BEGIN Records supplied
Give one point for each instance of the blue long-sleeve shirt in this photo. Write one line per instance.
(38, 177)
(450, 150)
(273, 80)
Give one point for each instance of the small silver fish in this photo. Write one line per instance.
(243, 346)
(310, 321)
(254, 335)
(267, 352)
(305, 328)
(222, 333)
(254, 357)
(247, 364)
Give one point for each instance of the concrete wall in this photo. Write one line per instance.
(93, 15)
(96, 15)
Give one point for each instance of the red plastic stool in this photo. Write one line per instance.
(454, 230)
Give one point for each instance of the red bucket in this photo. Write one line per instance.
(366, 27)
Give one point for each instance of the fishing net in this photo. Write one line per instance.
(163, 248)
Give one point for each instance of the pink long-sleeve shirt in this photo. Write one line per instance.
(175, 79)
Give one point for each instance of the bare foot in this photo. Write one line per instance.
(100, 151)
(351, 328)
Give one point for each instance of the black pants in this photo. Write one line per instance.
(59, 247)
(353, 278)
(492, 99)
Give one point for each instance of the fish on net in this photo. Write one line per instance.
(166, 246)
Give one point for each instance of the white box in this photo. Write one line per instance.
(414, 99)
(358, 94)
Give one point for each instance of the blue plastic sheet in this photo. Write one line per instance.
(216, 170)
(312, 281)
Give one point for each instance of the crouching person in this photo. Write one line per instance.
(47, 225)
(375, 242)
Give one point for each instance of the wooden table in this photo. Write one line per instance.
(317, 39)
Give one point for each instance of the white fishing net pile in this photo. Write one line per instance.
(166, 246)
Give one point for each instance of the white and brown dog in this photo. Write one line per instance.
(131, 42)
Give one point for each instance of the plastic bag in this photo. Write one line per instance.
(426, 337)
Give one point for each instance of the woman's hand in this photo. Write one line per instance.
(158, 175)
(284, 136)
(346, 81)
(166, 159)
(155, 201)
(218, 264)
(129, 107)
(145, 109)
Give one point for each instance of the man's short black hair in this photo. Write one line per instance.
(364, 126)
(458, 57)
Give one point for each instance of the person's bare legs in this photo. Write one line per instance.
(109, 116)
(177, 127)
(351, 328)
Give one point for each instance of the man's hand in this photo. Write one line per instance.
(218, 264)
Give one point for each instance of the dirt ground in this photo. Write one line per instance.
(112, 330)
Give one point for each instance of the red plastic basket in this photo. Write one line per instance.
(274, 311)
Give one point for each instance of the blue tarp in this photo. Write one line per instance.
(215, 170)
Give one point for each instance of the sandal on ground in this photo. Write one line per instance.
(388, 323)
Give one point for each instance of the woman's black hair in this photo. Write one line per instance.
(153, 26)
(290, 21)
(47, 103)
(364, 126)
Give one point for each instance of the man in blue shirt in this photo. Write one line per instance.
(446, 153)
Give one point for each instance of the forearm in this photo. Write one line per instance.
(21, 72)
END Records supplied
Give the lines above, from the line with "Give one point for each instance of the forearm" through the end of the items, as a JSON list of strings with one string per line and no entries for blank lines.

The reply:
[
  "Give one point for each instance of the forearm in this photo. Write one line per instance.",
  "(21, 72)"
]